**The task:** The records, repeated exactly and in full, are the expected answer.

Dataset entries
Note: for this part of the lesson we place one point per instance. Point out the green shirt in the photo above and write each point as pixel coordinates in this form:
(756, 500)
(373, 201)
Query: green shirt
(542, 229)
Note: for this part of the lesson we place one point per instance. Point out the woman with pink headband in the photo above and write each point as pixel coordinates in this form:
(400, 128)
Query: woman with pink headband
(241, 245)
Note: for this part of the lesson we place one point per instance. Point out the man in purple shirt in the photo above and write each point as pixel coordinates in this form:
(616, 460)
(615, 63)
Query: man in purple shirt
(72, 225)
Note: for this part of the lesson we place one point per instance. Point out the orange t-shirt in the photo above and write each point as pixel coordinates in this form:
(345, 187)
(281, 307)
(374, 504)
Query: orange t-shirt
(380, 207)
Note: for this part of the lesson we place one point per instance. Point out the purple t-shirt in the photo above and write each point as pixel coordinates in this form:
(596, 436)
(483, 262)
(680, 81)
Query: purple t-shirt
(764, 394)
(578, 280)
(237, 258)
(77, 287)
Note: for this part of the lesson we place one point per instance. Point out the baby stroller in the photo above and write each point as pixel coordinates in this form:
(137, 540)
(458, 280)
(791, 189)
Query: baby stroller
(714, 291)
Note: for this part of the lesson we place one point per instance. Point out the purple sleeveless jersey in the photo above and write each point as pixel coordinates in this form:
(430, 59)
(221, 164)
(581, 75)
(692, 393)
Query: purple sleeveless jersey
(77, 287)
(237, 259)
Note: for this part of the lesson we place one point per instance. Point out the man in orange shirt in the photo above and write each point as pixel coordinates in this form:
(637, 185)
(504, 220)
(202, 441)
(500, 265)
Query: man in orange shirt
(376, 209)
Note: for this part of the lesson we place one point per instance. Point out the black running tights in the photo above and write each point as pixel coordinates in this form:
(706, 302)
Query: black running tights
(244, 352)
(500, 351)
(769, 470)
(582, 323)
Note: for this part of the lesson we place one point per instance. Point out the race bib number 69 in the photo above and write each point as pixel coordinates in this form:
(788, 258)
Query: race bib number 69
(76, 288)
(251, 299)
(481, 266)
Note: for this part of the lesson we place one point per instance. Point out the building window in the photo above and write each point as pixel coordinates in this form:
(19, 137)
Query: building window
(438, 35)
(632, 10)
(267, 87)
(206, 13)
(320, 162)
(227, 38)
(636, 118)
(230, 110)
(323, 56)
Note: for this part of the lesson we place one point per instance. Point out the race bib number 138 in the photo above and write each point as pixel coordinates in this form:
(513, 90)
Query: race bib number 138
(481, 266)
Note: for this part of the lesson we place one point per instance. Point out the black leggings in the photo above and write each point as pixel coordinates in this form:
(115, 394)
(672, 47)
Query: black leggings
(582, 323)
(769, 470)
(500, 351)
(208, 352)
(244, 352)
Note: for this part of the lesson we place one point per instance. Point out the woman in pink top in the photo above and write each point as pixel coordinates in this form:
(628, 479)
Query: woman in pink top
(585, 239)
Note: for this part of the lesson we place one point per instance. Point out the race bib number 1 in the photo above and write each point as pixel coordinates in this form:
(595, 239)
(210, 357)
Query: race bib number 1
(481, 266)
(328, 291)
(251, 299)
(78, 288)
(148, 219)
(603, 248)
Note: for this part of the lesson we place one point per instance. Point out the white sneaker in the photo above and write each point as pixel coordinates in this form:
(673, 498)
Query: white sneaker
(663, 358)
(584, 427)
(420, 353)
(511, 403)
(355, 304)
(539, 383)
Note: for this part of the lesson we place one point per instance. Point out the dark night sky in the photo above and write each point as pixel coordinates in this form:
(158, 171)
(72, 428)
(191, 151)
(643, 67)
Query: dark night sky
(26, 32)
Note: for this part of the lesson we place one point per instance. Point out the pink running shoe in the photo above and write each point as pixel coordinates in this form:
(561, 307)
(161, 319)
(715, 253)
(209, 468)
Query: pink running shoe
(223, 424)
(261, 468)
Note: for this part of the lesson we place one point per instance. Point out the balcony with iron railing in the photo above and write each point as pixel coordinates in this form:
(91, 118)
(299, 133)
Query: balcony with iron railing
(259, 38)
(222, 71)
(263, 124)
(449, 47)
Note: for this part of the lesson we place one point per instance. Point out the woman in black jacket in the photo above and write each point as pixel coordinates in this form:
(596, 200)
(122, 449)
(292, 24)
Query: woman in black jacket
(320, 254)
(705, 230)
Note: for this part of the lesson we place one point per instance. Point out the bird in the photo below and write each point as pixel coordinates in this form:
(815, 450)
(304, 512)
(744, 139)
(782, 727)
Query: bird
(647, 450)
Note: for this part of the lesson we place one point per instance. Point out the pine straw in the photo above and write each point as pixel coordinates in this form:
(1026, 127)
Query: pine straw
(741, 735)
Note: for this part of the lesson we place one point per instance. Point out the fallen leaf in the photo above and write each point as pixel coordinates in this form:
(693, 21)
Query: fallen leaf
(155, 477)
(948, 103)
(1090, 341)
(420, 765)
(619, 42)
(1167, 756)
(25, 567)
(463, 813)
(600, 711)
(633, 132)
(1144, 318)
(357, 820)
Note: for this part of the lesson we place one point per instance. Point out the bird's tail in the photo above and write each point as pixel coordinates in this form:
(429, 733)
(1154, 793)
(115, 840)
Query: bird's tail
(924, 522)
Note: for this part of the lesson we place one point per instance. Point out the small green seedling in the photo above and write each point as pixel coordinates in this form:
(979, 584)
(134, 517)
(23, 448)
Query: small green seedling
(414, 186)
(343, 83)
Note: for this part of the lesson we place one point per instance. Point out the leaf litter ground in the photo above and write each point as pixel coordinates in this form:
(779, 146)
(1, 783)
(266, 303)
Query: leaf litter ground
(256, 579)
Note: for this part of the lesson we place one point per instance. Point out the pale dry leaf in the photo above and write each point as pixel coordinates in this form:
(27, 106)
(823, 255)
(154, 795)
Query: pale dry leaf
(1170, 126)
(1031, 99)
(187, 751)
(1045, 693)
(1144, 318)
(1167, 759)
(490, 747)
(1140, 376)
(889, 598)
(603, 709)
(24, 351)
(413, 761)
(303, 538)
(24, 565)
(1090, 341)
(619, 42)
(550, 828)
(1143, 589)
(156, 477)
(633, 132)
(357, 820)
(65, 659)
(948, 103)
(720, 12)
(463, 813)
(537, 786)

**Finished exercise:**
Note: for this part of the lesson we place one point per instance. Point out the green shirt in the photo above and write each point as pixel coordinates in this form:
(756, 500)
(373, 201)
Query: green shirt
(542, 229)
Note: for this part of the lesson we place one point per instance. Point out the woman with pink headband in the photo above and write each point as pixel coordinates in this form:
(400, 128)
Query: woman with pink headband
(241, 245)
Note: for this part of the lesson we place one point per instance. Point out the man in purple shirt in the photo above and write each point as pixel coordinates in this form:
(616, 460)
(615, 63)
Query: man in purple shirt
(72, 225)
Note: for this part of the lesson we place one point per instance. Point out the orange t-shirt in the photo above and write each point as pixel coordinates in this form:
(345, 187)
(281, 307)
(374, 504)
Query: orange t-shirt
(380, 207)
Note: for this part of the lesson we place one point per instance. Point out the purple t-shirt in the photo above and write each point as pixel coordinates in this form:
(596, 436)
(483, 262)
(680, 81)
Query: purple t-shirt
(764, 394)
(578, 280)
(237, 258)
(77, 287)
Note: for this part of the lesson we place one point per instance. Point out the baby stroller in the photo above and write each point as pixel coordinates in this form:
(137, 540)
(458, 280)
(791, 189)
Query: baby stroller
(714, 291)
Note: for this part of the lesson we place one point per instance. Point out the purple sleeveless jersey in the photo above and write each point as pixel coordinates in this form:
(430, 59)
(221, 164)
(581, 75)
(692, 393)
Query: purple sleeveless jersey
(77, 287)
(237, 259)
Note: for this part of the lesson we place one point per instance. Point out the man in orange shirt in the photo above and write each point as pixel coordinates in this form:
(637, 185)
(504, 220)
(202, 441)
(500, 265)
Query: man in orange shirt
(376, 209)
Note: for this part of the lesson we place one point per instance. Point out the black running tights in the photo above and write each point as pixel coordinates in this form:
(706, 302)
Query: black running tights
(244, 352)
(500, 351)
(769, 470)
(582, 323)
Note: for this part of the lesson we place one point per instance. Point out the race bib number 69 in the photo above and write each point as pixel coordinates in this form:
(788, 258)
Query: race bib number 69
(76, 288)
(251, 299)
(481, 266)
Note: for this part of the lesson we place one point per instance. Point out the building window in the photo above and write each point as pixel coordinates in this form:
(19, 137)
Query: building window
(438, 35)
(632, 10)
(267, 87)
(206, 13)
(320, 162)
(227, 38)
(636, 118)
(230, 110)
(323, 56)
Note: for this part of the lesson we place one point per instance. Point out the race bib number 138 in the photo above and write each point as pixel coordinates in this form:
(513, 90)
Query: race bib number 138
(481, 266)
Note: for this part of the lesson we place one point per instance. Point out the black leggings in the photo above and write each point as pixel coordinates in this form:
(115, 394)
(672, 47)
Query: black leggings
(582, 323)
(769, 470)
(500, 351)
(208, 352)
(244, 352)
Note: for this part of the lesson we place one point per instance. Point out the woman in pink top in the photo above and write each point as pixel coordinates in this form:
(628, 479)
Query: woman in pink top
(585, 239)
Note: for this part of the lesson we place one point per instance. Point out the race bib number 1 in the photo above and write each point as pixel coordinates in this form:
(595, 239)
(210, 357)
Query: race bib number 1
(481, 266)
(328, 291)
(251, 299)
(78, 288)
(148, 219)
(603, 248)
Note: for this part of the lesson we place one point per instance. Point out the white sneaker in the photo above and write each point as pixel coordinates in this form:
(673, 498)
Query: white sneaker
(663, 358)
(584, 427)
(420, 353)
(511, 403)
(355, 304)
(539, 383)
Note: for this part of the lesson we place one point per instance. Point out the dark night sky in the photo above and write each point as pixel coordinates in this form:
(158, 171)
(72, 428)
(191, 151)
(643, 67)
Query: dark night sky
(26, 32)
Note: for this part of the lesson we place one point per instance. Point out the pink running shoe in the photo above and write each point as pixel coordinates in this form:
(561, 307)
(161, 319)
(715, 253)
(209, 468)
Query: pink running shoe
(223, 424)
(261, 468)
Note: for this part of the lesson we place one point per instance. Point out the balcony with iron railing in the photo above and write each point as pixel coordinates in this form:
(91, 118)
(299, 133)
Query: balcony with iron railing
(259, 38)
(222, 71)
(263, 124)
(449, 47)
Note: for this part of the lesson we place one point per instance. Point out the woman in black jacket in the photo above and write each point as pixel coordinates in this form:
(596, 200)
(122, 449)
(292, 24)
Query: woman in black jacket
(320, 254)
(705, 230)
Note: for this part of the lesson we place one point per instance. Point out the bird in the photo below and write each point as pixel coordinates in this form:
(815, 450)
(304, 512)
(744, 139)
(782, 727)
Query: bird
(647, 450)
Note: for this part of the lesson we place one point per instance. Point out the pine straw in the photo above and write each point as pixel coordinates in this form:
(1026, 127)
Query: pine straw
(741, 735)
Note: for this part of the lesson we place one point per instance. Point out the fallen leaf in the photo above and write each point as pixel coordinates in this form:
(693, 21)
Query: fallen leaf
(155, 477)
(948, 103)
(1090, 341)
(420, 765)
(619, 42)
(1167, 756)
(25, 567)
(463, 813)
(600, 711)
(633, 132)
(1144, 318)
(357, 820)
Note: for this part of the lesson we place one point per instance. Point out the bird's tail in the photo above and write each point as pixel coordinates in this form:
(429, 733)
(1154, 793)
(115, 840)
Query: bird's tail
(924, 522)
Note: for this part of the lesson we place one point per instance. Point out the small green seedling in the photo above and write each point as pixel coordinates in this form:
(979, 584)
(134, 517)
(23, 448)
Query: small green seedling
(414, 186)
(343, 83)
Note: for this part of the lesson we place one point per instance. Point out the leaf litter ground in the photo above and write each point as pixel coordinates in this form:
(779, 146)
(1, 783)
(266, 303)
Query: leaf litter ground
(256, 579)
Note: for this part of the lesson we place one point per instance. Point out the pale dry leaf in the photo above and write each point as pixel coordinates in this form:
(27, 106)
(823, 255)
(154, 795)
Query: pale dry leaf
(1170, 126)
(1031, 99)
(187, 751)
(1045, 693)
(1144, 318)
(1167, 759)
(490, 747)
(1140, 376)
(889, 598)
(603, 709)
(24, 351)
(413, 761)
(303, 538)
(24, 565)
(1090, 341)
(619, 42)
(550, 828)
(1143, 589)
(156, 477)
(633, 132)
(357, 820)
(65, 659)
(948, 103)
(720, 12)
(463, 813)
(537, 786)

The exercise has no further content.